:: CONSIGNE A ::
Relève toutes les personnes que l'extrait désigne par leur prénom et leur nom, dans leur ordre d'apparition.

Marie Guitton, à Strasbourg

Après l’investiture de la nouvelle Commission européenne, la législature peut enfin entrer dans le vif des sujets. Réunis en session plénière du 25 au 28 novembre, les eurodéputés ont commencé par décréter l’état d’urgence climatique en Europe et valider un budget européen à la hausse pour 2020.

Ursula von der Leyen et David Sassoli, le 27 novembre - Crédits : Marc Dossman / Parlement européen 2019

Ursula von der Leyen et David Sassoli, le 27 novembre – Crédits : Marc Dossman / Parlement européen 2019

Le sujet phare : La Commission von der Lyen validée parles eurodéputés

« Aujourd’hui, nous avons une majorité nette, stable, qui conforte ma volonté de porter un agenda de changement« . Ursula von der Leyen peut finalement souffler. Son collège a été largement approuvé au Parlement européen mercredi 27 novembre, par 461 voix contre 157 et 89 abstentions.

La Commission von der Leyen entrera donc en fonction ce dimanche 1er décembre, après l’examen minutieux du profil de chaque commissaire réalisé entre septembre et novembre par les eurodéputés. Ils n’avaient pas hésité à dire non à trois candidats présentés par les Etats membres, notamment à la Française Sylvie Goulard. En juillet dernier, Ursula von der Leyen elle-même n’avait été élue qu’à neuf voix près.

 Qui sont les futurs commissaires européens ?

Si son collège a finalement été approuvé avec une quarantaine de voix de plus que la Commission Juncker en 2014, la fermeté affichée par le nouveau Parlement européen au cours des derniers mois sonne donc comme un avertissement.

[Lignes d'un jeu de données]
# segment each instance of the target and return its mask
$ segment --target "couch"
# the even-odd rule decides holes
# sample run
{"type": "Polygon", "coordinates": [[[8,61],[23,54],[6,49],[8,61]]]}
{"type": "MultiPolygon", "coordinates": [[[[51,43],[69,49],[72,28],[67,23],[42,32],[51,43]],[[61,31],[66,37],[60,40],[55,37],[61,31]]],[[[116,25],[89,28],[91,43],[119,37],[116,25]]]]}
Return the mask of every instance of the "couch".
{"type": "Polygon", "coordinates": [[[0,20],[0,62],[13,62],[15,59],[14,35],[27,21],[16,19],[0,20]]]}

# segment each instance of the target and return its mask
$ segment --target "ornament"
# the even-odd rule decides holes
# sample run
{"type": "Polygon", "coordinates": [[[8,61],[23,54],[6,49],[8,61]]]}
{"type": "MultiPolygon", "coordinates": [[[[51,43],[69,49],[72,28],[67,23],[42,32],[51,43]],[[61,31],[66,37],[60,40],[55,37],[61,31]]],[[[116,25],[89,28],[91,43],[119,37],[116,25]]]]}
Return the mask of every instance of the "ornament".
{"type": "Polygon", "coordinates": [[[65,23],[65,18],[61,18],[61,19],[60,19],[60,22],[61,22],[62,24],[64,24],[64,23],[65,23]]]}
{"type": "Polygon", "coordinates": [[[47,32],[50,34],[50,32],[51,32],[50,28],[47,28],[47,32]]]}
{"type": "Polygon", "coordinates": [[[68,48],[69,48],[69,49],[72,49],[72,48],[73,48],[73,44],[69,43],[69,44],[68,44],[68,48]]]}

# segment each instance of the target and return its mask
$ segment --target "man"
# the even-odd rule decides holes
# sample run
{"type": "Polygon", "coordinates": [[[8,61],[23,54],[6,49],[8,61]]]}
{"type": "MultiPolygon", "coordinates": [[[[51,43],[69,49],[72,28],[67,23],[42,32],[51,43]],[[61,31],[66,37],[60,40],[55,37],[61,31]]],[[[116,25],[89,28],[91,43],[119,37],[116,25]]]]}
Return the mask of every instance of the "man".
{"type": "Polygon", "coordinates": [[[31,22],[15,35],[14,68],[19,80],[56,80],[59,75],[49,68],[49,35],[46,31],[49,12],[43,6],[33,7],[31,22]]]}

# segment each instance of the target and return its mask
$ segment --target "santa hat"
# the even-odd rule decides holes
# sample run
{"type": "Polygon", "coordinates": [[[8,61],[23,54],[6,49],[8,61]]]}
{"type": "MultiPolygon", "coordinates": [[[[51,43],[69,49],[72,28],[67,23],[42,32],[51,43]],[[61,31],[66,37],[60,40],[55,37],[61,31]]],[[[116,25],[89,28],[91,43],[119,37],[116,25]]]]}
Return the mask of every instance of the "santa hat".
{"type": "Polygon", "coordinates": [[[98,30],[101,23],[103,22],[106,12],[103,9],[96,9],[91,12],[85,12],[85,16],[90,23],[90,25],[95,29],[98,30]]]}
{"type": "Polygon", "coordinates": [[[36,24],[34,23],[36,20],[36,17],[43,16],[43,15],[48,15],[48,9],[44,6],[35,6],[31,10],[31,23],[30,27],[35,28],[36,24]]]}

:: CONSIGNE B ::
Rassemble chaque ligne des enregistrements qui contient la chaîne « santa », en respectant la casse.

:: RÉPONSE ATTENDUE A ::
Marie Guitton
Ursula von der Leyen
David Sassoli
Marc Dossman
Sylvie Goulard

:: RÉPONSE ATTENDUE B ::
$ segment --target "santa hat"
Return the mask of every instance of the "santa hat".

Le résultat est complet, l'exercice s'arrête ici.